→ **Task material**
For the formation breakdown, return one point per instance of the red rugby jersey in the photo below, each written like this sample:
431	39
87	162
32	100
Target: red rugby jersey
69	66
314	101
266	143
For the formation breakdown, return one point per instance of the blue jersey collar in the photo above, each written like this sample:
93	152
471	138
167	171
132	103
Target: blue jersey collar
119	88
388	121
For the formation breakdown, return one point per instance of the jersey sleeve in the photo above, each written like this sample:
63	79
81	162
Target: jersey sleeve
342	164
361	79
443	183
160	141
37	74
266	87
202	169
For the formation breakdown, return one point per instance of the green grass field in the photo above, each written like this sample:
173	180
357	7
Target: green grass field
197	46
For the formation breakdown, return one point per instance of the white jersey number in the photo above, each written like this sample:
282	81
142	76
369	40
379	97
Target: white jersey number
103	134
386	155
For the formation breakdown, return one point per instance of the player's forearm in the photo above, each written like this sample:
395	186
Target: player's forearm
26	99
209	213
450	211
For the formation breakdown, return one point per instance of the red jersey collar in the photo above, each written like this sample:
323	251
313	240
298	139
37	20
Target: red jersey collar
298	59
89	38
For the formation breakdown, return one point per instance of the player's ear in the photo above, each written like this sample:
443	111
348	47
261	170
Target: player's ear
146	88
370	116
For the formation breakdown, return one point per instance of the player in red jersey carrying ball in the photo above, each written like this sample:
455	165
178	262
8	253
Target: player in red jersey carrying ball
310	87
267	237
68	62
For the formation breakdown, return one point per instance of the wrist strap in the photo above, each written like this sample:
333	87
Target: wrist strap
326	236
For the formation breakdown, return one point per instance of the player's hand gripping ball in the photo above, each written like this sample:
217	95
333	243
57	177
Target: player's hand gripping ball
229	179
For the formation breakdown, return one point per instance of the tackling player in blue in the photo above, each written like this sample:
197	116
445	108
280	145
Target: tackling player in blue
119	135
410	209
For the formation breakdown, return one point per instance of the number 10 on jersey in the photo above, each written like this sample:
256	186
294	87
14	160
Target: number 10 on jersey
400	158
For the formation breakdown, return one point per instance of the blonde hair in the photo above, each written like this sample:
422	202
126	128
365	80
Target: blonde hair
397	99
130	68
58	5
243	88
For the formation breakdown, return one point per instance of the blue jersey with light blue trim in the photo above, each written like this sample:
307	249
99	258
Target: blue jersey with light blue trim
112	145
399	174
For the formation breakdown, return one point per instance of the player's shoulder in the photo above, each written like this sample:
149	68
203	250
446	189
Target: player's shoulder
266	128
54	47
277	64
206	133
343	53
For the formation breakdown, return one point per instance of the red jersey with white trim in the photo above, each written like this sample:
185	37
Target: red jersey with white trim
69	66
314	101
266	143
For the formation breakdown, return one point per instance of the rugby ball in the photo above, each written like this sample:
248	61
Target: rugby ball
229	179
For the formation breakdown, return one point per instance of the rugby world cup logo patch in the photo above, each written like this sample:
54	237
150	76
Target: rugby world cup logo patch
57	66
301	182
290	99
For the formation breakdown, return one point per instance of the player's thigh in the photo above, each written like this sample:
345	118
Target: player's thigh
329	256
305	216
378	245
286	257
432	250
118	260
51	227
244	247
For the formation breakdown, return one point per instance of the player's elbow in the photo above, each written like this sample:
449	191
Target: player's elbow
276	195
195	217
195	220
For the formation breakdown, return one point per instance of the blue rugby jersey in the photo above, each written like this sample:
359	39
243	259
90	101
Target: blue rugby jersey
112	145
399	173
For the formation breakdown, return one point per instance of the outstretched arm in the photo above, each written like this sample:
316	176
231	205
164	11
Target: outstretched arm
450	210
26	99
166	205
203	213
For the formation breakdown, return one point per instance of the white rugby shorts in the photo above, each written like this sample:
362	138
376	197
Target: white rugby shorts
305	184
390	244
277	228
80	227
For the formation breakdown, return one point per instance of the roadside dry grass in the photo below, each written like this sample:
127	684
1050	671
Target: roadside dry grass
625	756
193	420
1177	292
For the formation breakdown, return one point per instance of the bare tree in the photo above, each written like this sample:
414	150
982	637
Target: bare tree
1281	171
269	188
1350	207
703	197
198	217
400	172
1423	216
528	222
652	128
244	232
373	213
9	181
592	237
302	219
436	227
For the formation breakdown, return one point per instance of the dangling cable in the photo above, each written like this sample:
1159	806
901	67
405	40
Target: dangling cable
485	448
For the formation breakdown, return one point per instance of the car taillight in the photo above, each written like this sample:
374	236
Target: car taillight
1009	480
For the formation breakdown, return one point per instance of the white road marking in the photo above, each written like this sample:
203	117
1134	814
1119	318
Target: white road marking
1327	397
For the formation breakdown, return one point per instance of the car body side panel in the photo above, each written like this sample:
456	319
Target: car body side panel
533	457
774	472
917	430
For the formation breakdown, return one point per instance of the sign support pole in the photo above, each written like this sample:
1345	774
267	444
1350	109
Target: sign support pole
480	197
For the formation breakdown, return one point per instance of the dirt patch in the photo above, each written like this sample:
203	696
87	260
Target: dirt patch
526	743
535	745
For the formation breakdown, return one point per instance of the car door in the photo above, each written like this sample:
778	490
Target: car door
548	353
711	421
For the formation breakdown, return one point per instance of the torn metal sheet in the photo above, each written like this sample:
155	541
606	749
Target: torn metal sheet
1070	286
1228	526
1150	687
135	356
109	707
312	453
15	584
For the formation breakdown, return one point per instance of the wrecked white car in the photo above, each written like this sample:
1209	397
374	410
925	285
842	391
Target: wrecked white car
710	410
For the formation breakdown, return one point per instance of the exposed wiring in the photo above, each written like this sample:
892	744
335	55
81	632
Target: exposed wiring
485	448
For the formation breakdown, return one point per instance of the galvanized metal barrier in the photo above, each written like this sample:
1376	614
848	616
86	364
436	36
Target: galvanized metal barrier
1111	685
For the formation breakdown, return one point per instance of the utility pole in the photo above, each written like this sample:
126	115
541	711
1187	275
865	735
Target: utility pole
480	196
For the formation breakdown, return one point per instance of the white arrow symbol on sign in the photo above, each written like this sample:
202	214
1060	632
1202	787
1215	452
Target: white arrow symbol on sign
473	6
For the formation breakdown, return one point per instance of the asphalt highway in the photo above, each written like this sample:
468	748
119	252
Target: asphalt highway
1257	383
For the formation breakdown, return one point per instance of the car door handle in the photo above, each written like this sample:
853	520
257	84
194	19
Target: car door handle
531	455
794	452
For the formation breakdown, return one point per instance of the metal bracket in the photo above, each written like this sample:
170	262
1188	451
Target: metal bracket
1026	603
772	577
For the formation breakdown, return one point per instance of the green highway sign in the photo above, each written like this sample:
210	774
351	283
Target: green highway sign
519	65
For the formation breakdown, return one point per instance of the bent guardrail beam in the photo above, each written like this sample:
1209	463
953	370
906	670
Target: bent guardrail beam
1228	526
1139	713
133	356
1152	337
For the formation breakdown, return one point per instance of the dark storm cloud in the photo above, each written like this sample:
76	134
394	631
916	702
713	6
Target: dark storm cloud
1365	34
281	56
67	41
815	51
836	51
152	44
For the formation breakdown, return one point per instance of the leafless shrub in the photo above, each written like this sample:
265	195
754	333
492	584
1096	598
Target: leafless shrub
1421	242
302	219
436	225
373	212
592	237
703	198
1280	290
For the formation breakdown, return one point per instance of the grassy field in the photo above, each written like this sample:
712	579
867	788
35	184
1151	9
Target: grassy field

→ **Directive**
Reproduce, word for word, only the lines from the one that contains "the green highway" through the final line.

→ **Exercise response**
For the formation breakdown, return one point per instance of the green highway sign in the photo above, each written like this sample:
210	774
351	283
Target: green highway sign
519	65
For the formation breakdown, return one point per instance of the bent guardrail beam in the photo above, each written like this sample:
1209	463
953	370
906	670
Target: bent guardrail beam
1228	526
1139	713
133	356
1152	337
For the formation breakdown, return one point per instance of the dark storm cloud in the photo above, each written like this sample:
76	134
394	631
916	702
713	6
Target: dark storm cloud
1365	34
281	56
67	41
815	51
836	51
152	44
For the formation breakdown, return one point per instance of the leafless shrub in the photo above, each written like this sample:
265	195
754	333
492	584
1096	598
Target: leafless shrub
1421	242
302	219
436	225
373	212
592	237
703	198
1280	290
For the formation breakdown, return one point per instance of the grassy field in the photo above, each written like this sample:
712	579
867	788
35	184
1151	9
Target: grassy field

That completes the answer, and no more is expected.